→ **What needs to be done**
Retype every entry below exactly as it stands.

→ **Provided data**
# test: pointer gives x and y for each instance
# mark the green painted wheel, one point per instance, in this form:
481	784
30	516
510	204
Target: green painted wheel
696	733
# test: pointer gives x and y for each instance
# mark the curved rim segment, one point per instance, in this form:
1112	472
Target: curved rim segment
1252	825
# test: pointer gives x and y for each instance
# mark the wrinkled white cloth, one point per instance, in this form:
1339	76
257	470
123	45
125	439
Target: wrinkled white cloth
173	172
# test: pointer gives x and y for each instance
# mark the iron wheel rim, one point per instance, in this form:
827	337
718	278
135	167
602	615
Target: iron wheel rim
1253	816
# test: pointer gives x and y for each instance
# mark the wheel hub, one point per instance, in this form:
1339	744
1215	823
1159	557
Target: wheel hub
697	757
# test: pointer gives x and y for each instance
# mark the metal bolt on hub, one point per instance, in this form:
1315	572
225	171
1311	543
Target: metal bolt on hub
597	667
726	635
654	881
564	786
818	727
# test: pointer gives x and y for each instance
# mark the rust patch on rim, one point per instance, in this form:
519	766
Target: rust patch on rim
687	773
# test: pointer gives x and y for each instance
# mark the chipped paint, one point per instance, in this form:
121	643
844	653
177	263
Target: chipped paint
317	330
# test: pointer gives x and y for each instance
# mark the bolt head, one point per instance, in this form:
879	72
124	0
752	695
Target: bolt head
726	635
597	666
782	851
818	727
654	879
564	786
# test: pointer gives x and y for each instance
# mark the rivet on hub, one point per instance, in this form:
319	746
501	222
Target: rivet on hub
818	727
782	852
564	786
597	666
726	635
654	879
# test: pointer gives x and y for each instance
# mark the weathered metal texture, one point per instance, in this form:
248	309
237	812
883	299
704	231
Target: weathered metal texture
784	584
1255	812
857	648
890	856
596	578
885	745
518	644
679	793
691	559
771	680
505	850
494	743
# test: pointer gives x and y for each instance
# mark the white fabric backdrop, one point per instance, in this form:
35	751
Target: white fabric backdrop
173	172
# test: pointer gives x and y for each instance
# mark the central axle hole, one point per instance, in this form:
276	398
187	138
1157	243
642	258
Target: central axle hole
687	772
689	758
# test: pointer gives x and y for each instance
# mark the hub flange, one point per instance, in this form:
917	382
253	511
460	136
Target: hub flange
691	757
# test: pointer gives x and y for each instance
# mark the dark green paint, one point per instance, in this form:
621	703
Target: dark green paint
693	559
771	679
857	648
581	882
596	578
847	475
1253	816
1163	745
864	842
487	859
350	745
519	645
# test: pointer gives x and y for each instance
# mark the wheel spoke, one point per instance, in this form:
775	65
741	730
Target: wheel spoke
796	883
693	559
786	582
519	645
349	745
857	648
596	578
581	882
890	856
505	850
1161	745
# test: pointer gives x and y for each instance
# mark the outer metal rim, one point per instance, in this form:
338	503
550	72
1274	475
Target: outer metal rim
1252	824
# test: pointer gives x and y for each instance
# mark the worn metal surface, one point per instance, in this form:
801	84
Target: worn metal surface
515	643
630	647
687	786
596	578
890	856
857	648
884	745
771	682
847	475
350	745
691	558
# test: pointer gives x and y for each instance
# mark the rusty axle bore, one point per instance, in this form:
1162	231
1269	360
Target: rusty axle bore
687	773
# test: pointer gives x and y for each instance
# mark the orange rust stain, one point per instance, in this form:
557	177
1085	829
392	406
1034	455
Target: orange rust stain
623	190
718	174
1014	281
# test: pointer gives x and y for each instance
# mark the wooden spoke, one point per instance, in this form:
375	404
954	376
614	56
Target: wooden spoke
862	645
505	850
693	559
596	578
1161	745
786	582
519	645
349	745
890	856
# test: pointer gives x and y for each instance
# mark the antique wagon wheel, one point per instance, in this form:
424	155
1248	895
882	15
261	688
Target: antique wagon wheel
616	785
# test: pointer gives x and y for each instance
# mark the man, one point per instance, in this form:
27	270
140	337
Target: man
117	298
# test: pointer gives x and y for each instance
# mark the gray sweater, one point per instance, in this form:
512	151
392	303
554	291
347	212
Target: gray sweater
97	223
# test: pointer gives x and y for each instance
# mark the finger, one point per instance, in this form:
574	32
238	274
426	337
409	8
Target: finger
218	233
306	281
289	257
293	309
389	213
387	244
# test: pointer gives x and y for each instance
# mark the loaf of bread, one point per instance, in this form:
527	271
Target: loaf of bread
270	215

→ **Task answer**
# test: pointer gives x and y for each instance
# mark the green painted wheel, one point per instance, in this form:
481	784
30	516
510	204
Target: green painted wheel
696	733
# test: pointer gives x and y for each instance
# mark the curved rim segment, one point per instance, in this form:
1112	472
Target: curved rim segment
1252	825
# test: pointer gives x and y for each instance
# mark the wrinkled white cloth, one point per instance, in this form:
1339	76
257	470
123	45
125	439
Target: wrinkled white cloth
173	172
# test: pointer gives x and y for each instance
# mark the iron wheel rim, one point per instance, in this form:
827	337
718	278
135	167
602	615
Target: iron wheel rim
1253	816
# test: pointer gives x and y for each instance
# mark the wheel hub, one point per instance, in this form:
1339	744
1215	823
1159	557
Target: wheel hub
697	757
# test: pointer gives x and y for each instance
# mark the metal bolt on hub, one point per instance, in this form:
1315	572
225	171
1311	543
Target: metal bolt on hub
597	667
726	635
654	881
564	786
818	727
# test: pointer gives x and y for each instance
# mark the rust patch on rim, one point per instance, in this form:
519	766
Target: rust patch on rim
687	773
# test: pointer gives x and y for each instance
# mark the chipped paint, one point per instance, in this form:
121	643
844	653
177	263
Target: chipped paint
317	330
# test: pointer gives x and y for each instance
# mark the bolt head, one point per instance, in this form:
879	72
124	0
752	695
Target: bolt head
726	635
597	666
782	851
818	727
654	879
564	786
# test: pointer gives x and y for each instance
# mark the rivet on hub, one point per instance, in this form:
319	746
501	222
Target: rivet on hub
818	727
782	852
564	786
597	666
726	635
654	879
# test: pointer gives x and y for each instance
# mark the weathered metal texture, one point per instance, in this form:
248	309
237	812
883	299
704	231
Target: weathered metal texture
784	584
1255	812
857	648
890	856
596	578
885	745
518	644
679	793
691	559
771	680
505	850
494	743
# test: pointer gives x and y for each instance
# mark the white fabric backdrop, one point per instance, in this form:
35	751
Target: white fabric backdrop
173	172
# test: pointer gives x and y for each instance
# mark the central axle hole, one point per instance, in this form:
276	398
187	138
1157	243
642	258
Target: central axle hole
687	772
689	758
# test: pointer gives x and y for each instance
# mark the hub flange, one point per instance, in this form:
917	382
253	511
460	136
Target: hub flange
691	757
# test: pointer gives x and y for each instance
# mark the dark green paint, one point per instance, in this form:
621	703
Target: dark green paint
693	559
771	679
857	648
581	882
596	578
847	475
1253	816
1163	745
864	842
487	859
350	745
519	645
# test: pointer gives x and y for each instance
# mark the wheel spoke, one point per instance, in this form:
775	65
741	730
Target: wheel spoke
796	883
693	559
786	582
519	645
349	745
857	648
596	578
581	882
890	856
505	850
1161	745
# test: pointer gives x and y for each instance
# mark the outer metal rim, one point per instance, in this form:
338	503
550	72
1274	475
Target: outer metal rim
1252	824
# test: pointer gives x and y for each instance
# mark the worn metal surface, one point per instance, in this form:
801	84
Target: worn metal surface
515	643
630	647
687	786
596	578
890	856
857	648
884	745
771	682
847	475
350	745
691	558
# test: pointer gives x and y for each instance
# mark the rusty axle bore, one point per instance, in this form:
1162	231
1269	360
Target: rusty axle bore
687	773
# test: pointer gives x and y for each instance
# mark the orange rust stain, one point per instance, in this form:
557	177
1085	829
392	406
1034	455
Target: orange rust stain
623	190
718	174
1014	281
# test: pointer gives x and y for each instance
# mark the wooden spoke, one point per instance, in this form:
375	404
954	376
614	56
Target: wooden spoke
862	645
505	850
693	559
596	578
1161	745
786	582
519	645
349	745
890	856
# test: pointer gives x and y for each instance
# mark the antique wagon wheel, one point per instance, in this form:
424	155
1248	895
882	15
261	688
Target: antique wagon wheel
616	785
# test: pointer gives x and y for each instance
# mark the man, one point per instance, in this form:
27	270
140	337
Target: man
117	298
# test: pointer gives x and y for each instance
# mark the gray sweater, one point per instance, in this form:
512	151
392	303
554	291
347	212
Target: gray sweater
97	223
# test: pointer gives x and y for each instance
# mark the finger, one point per instance, in this form:
574	32
238	274
426	337
409	8
Target: finger
218	233
306	281
289	257
293	309
389	213
387	244
# test: pointer gives x and y for each instance
# mark the loaf of bread, one point per instance, in this form:
527	271
Target: loaf of bread
270	215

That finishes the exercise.